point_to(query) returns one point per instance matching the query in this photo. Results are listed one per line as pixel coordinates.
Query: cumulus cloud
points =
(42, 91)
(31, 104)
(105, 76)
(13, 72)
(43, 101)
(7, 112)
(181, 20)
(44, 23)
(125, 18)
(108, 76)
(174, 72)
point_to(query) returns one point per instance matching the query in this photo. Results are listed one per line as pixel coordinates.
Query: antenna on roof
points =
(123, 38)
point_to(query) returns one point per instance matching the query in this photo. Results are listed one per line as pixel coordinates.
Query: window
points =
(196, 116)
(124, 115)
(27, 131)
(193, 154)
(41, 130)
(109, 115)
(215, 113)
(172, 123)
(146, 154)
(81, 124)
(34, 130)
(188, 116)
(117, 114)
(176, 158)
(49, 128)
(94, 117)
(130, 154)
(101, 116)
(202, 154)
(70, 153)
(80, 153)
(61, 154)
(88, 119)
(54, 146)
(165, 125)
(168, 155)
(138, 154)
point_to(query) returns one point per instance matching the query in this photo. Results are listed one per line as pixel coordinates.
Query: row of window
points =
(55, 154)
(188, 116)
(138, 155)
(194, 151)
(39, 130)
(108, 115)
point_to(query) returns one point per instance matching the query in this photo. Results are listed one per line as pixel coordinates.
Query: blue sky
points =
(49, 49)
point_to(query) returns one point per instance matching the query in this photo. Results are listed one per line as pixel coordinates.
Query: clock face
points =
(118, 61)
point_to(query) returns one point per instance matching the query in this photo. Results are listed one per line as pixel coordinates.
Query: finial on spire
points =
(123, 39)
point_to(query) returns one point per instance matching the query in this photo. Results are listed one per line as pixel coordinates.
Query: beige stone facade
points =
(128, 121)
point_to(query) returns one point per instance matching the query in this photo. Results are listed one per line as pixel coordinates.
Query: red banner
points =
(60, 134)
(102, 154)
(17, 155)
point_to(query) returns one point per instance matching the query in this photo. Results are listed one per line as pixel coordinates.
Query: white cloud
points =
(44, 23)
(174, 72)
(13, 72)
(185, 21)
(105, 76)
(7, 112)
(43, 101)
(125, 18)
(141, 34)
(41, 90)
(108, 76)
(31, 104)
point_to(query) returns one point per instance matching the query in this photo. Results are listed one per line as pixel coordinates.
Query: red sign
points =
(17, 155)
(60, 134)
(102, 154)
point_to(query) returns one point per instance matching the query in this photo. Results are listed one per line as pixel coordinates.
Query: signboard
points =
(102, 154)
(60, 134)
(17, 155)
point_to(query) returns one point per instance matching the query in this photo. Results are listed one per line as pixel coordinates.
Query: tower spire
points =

※

OBJECTIVE » Reproduce the material precisely, including every line.

WRITTEN REPLY »
point_to(query) returns one point per instance matching the query in this photo. Results are listed one per line as pixel coordinates.
Query: cumulus cloud
points =
(42, 91)
(31, 104)
(105, 76)
(13, 72)
(43, 101)
(7, 112)
(181, 20)
(44, 23)
(125, 18)
(108, 76)
(174, 72)
point_to(query) returns one point per instance matching the query in this photo. Results are listed one per line as pixel coordinates.
Query: antenna on roof
points =
(123, 38)
point_to(query) returns one point per instance matching the query in this photo. Results are listed one per line as pixel coordinates.
Query: window
points =
(196, 116)
(124, 115)
(27, 131)
(193, 154)
(41, 130)
(109, 115)
(215, 113)
(172, 123)
(146, 154)
(81, 124)
(34, 130)
(188, 116)
(117, 114)
(176, 158)
(49, 128)
(94, 117)
(130, 154)
(101, 116)
(202, 154)
(70, 153)
(80, 153)
(61, 154)
(88, 119)
(54, 146)
(165, 125)
(168, 155)
(138, 154)
point_to(query) returns one point per instance matching the query in this photo. Results are listed one per line as pixel coordinates.
Query: row of window
points =
(55, 154)
(188, 116)
(138, 155)
(194, 151)
(39, 130)
(108, 115)
point_to(query) returns one point per instance matching the query in this photo. Results are listed one per line as pixel coordinates.
Query: blue sky
points =
(49, 49)
point_to(query) returns one point per instance matching the query in this photo. Results are listed one per line as pixel coordinates.
Query: clock face
points =
(118, 61)
point_to(query) returns one point per instance matching the query in this photo. Results are listed one per line as pixel coordinates.
Query: finial on spire
points =
(123, 39)
point_to(query) returns one point per instance matching the query in this photo. Results are listed one per line as pixel coordinates.
Query: beige stone facade
points =
(128, 121)
point_to(query) returns one point per instance matching the query in this photo. Results are listed one per line as pixel coordinates.
Query: red banner
points =
(60, 134)
(102, 154)
(17, 155)
point_to(query) returns one point per instance matching the query in this photo. Results are listed one per line as pixel coordinates.
Query: white cloud
points =
(44, 23)
(174, 72)
(13, 72)
(185, 21)
(105, 76)
(7, 112)
(43, 101)
(125, 18)
(141, 34)
(41, 90)
(108, 76)
(31, 104)
point_to(query) returns one point per instance matching the query in this photo. Results are listed one per line as pixel coordinates.
Query: red sign
points =
(17, 155)
(60, 134)
(102, 154)
point_to(query) returns one point per instance matching the query in this photo. Results are listed one per line as pixel coordinates.
Query: signboard
points =
(102, 154)
(60, 134)
(17, 155)
point_to(query) returns one point per instance matching the query in this photo. Results are listed one per line as pixel coordinates.
Query: tower spire
points =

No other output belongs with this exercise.